- [STATED GOAL]
Write out all of the entries below again, requests included, and offset every bounding-box coordinate in the answers by adding 51 to it. Leave the pictures out.

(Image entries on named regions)
>> Begin

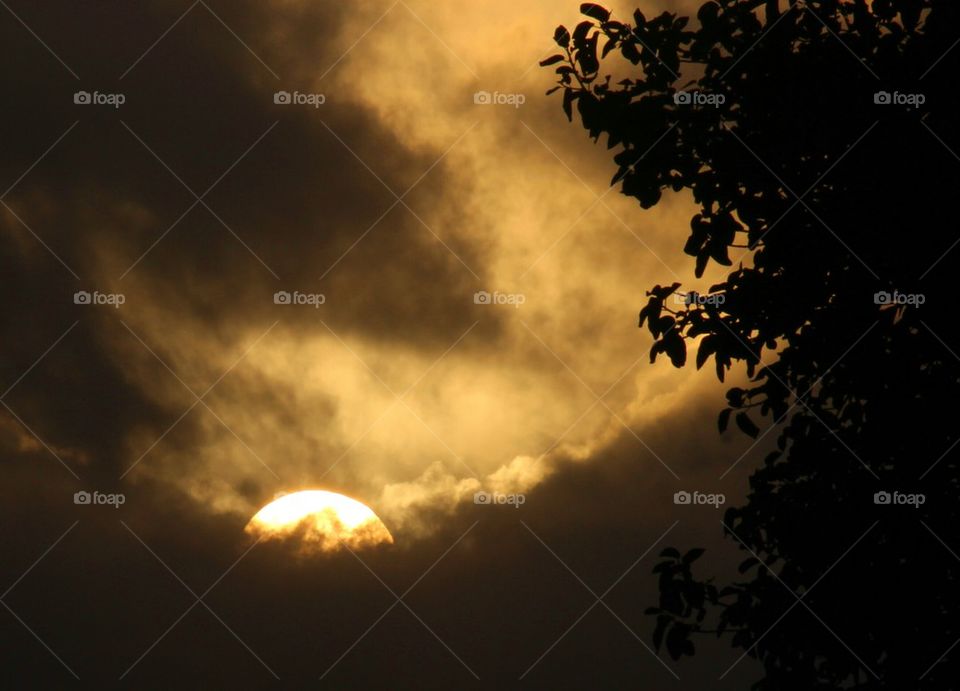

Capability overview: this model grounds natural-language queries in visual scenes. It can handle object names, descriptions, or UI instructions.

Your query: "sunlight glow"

[244,490,393,552]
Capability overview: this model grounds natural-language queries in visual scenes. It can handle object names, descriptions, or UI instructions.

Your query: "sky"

[0,0,765,689]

>> End

- [THE RESULT]
Capability overview: this model grounds natural-language queries in visual scenes. It can handle object names, descriptions, or UI instructions.

Your query: "sunlight glow"

[295,541,444,603]
Capability overview: this model grounds natural-language queries in visual scenes. It can handle object names, descriptions, or UI instructions.

Your query: "sky"

[51,51,816,740]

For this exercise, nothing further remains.